[Task to carry out]:
Transcribe the entries exactly. Start at the top, stop after the line with "Q: In the photo above, mark the broccoli", and omit every picture.

(Image-grounded pointing data)
------------

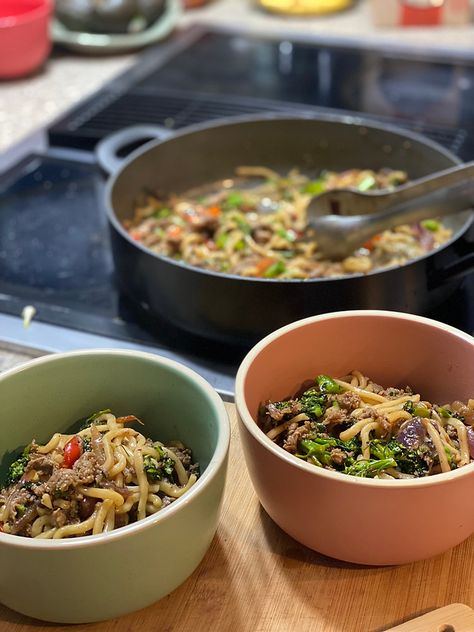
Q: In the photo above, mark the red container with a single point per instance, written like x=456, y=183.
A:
x=24, y=36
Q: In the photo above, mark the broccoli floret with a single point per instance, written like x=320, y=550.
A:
x=369, y=468
x=167, y=463
x=313, y=403
x=86, y=444
x=328, y=385
x=319, y=450
x=407, y=461
x=85, y=422
x=16, y=469
x=417, y=409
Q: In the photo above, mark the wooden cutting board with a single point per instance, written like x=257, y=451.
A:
x=453, y=618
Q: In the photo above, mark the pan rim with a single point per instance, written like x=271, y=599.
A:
x=345, y=119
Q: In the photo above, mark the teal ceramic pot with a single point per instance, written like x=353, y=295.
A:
x=98, y=577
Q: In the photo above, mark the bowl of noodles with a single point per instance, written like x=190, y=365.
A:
x=112, y=470
x=358, y=433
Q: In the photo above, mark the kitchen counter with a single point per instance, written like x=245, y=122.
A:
x=255, y=578
x=32, y=102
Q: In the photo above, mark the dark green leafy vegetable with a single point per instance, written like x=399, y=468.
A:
x=162, y=213
x=88, y=421
x=370, y=468
x=315, y=186
x=158, y=468
x=233, y=200
x=407, y=461
x=431, y=224
x=16, y=469
x=367, y=183
x=313, y=403
x=328, y=385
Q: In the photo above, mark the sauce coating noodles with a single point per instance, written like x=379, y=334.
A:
x=103, y=477
x=255, y=224
x=355, y=426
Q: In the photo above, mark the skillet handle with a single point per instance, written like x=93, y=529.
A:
x=108, y=148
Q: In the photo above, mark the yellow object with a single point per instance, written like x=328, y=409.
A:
x=304, y=7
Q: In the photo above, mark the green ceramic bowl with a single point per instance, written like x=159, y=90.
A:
x=98, y=577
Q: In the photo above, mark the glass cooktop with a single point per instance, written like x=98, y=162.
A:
x=54, y=247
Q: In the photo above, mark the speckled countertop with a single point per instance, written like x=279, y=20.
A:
x=67, y=77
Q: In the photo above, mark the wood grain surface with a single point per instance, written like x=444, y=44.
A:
x=255, y=578
x=454, y=618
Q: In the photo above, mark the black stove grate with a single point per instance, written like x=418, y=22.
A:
x=219, y=76
x=175, y=111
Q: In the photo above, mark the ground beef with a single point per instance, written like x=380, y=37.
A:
x=335, y=416
x=349, y=401
x=394, y=393
x=379, y=417
x=43, y=464
x=295, y=434
x=60, y=517
x=87, y=468
x=185, y=456
x=262, y=234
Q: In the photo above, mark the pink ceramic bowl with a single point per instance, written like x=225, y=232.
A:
x=24, y=36
x=366, y=521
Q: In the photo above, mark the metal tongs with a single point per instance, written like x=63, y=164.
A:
x=344, y=219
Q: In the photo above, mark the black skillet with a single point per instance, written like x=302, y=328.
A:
x=241, y=310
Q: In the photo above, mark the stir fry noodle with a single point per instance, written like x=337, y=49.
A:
x=104, y=477
x=355, y=426
x=255, y=224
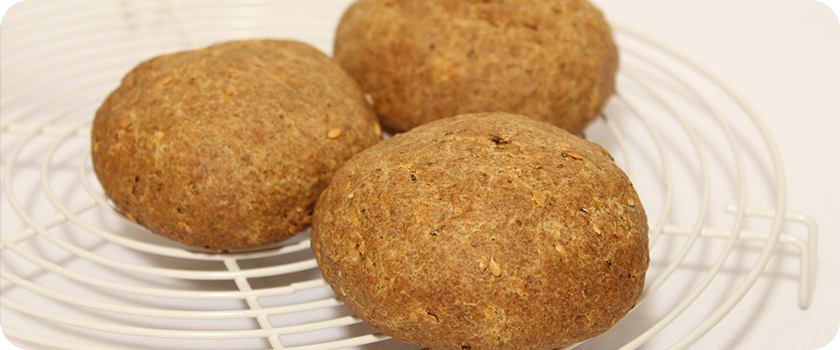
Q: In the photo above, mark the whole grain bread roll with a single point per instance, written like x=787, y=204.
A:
x=228, y=147
x=483, y=231
x=553, y=60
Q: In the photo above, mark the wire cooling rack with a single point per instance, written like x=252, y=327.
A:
x=75, y=275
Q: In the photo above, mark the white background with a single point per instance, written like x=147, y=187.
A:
x=783, y=57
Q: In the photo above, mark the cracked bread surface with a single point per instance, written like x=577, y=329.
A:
x=483, y=231
x=229, y=146
x=554, y=60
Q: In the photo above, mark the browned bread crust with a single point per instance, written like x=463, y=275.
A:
x=484, y=231
x=228, y=147
x=553, y=60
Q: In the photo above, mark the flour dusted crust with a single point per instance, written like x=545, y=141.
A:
x=483, y=231
x=553, y=60
x=228, y=147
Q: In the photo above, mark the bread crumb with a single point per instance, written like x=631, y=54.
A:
x=495, y=268
x=539, y=198
x=561, y=250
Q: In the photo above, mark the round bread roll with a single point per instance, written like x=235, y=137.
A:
x=554, y=60
x=483, y=231
x=228, y=147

------------

[Solution to this exercise]:
Q: In the photo above, mark the red container with a single point per instance, written like x=456, y=183.
A:
x=24, y=36
Q: In the photo above, mark the broccoli floret with a single point per instance, written like x=320, y=550.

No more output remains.